__WHAT YOU WILL DO__
**1.** In the passage on aging and memory specificity, what stays relatively intact during healthy aging?
**2.** Write the next part of the passage on aging and memory specificity, picking up after its final sentence.

__DOCUMENT SEGMENT__
The detected age-differences in episodic specificity of conceptual memory representations have implications for understanding age-related changes in accessing representations within an intact semantic memory system. Even though crystallized intelligence and the general knowledge-base remains relatively intact during healthy aging1,2,3,4, decline in fluid abilities may affect how these semantic memory traces are accessed, encoded and retrieved. However, these effects may only be picked up by sensitive measures of specific cognitive processes, such as the sMST used in our study. This interpretation echoes similar recent behavioral findings82 which detected an age-related decline in controlled retrieval of semantic information. Taken together, these findings also further the understanding of age-related changes in episodic access to semantic representations. Several prior studies have detected representational changes in aging that may affect memory specificity83,84,85. Our results add to this by suggesting that changes in processing also affect access of memories across different types of representations. Future studies assessing both representations and operations at the neural level are needed to understand their combined contributions to age-related changes in memory specificity.

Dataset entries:

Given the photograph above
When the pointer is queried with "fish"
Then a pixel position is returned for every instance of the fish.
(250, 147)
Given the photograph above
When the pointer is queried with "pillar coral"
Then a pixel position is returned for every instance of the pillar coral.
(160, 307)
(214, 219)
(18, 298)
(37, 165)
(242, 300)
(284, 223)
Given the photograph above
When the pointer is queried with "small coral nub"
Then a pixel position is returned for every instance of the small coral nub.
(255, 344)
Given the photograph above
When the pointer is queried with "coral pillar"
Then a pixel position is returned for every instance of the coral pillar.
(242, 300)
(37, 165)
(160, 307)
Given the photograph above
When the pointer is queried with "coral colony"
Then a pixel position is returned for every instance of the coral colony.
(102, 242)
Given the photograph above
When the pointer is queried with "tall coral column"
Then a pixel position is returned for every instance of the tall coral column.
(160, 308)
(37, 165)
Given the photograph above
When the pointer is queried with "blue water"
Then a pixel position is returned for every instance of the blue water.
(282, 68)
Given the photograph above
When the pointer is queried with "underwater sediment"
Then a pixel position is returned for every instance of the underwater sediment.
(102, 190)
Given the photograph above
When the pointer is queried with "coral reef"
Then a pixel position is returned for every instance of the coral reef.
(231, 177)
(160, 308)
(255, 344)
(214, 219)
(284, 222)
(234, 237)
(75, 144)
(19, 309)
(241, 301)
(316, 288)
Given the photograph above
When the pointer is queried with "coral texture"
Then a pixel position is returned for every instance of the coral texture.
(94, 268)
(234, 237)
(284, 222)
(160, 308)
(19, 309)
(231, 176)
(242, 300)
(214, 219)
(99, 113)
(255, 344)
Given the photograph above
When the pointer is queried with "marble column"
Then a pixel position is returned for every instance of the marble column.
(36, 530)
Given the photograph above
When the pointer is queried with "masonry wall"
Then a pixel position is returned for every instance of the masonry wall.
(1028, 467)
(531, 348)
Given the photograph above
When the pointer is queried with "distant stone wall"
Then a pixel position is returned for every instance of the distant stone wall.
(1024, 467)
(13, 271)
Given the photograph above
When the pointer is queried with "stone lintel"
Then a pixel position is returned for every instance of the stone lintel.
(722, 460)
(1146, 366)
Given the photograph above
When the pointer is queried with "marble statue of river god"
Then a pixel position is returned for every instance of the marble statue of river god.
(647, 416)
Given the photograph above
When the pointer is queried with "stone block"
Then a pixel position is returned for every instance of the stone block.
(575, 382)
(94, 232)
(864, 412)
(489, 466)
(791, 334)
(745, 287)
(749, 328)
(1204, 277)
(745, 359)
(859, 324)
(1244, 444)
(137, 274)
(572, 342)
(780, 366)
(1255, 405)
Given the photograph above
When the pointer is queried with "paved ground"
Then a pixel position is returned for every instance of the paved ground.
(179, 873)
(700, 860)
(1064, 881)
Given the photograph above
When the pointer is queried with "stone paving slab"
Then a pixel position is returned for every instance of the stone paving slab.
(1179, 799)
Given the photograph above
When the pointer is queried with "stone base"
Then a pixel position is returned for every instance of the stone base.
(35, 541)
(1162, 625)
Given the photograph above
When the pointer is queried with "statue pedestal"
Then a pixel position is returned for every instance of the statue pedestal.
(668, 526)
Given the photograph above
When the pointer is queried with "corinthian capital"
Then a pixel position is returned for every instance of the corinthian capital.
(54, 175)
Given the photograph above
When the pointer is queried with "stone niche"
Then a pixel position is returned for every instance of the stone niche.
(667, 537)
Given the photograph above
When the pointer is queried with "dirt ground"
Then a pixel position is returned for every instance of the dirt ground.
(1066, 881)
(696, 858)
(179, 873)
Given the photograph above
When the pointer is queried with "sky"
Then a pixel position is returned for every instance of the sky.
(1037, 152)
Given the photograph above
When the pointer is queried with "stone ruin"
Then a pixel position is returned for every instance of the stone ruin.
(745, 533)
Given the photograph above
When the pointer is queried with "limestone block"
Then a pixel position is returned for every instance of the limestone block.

__TASK-BY-TASK RESULTS__
**1.** Crystallized intelligence and the general knowledge-base.

**2.**
Methodologically, our study fits into a broader set of recent studies highlighting the benefit of using word2vec word-embeddings to study neurocognitive mechanisms of memory as a function of semantic similarity23,86. For instance using these techniques, a recent study22 showed that compared to healthy controls, patients with hippocampal damage were less able to list features distantly related to common concepts (such as ‘leather’ for ‘book’ versus ‘read’ for ‘book’). Others87 suggested that this could potentially be interpreted as a lack of hippocampal pattern completion that could guide retrieval of concept-feature associations across semantic spaces.

Finally, a somewhat unexpected result of our study—potentially deserving more attention in future studies—was that older adults false alarmed less for distant lures compared to foils. One possibility is that these semantically distant lures facilitated correct rejection of the lure phrase via the combined presence of two signals: A high familiarity signal of the shared noun, and low familiarity signal of the adjective. In contrast correct rejection of foils may have relied on a single familiarity signal. Another possibility is a conceptual limitation inherent in our definition of distant lures: Distant lures were not always simply more distant from the target than close lures, but sometimes lacked a meaningful connection. Take for example the target phrase ‘exotic zoo’ which has a similar meaning as ‘strange zoo’—the close lure –, whereas ‘public zoo’—the distant lure—has a different meaning altogether. This may have led to distant lures being encoded in gist representations different from the target concept, in turn facilitating target-lure discrimination.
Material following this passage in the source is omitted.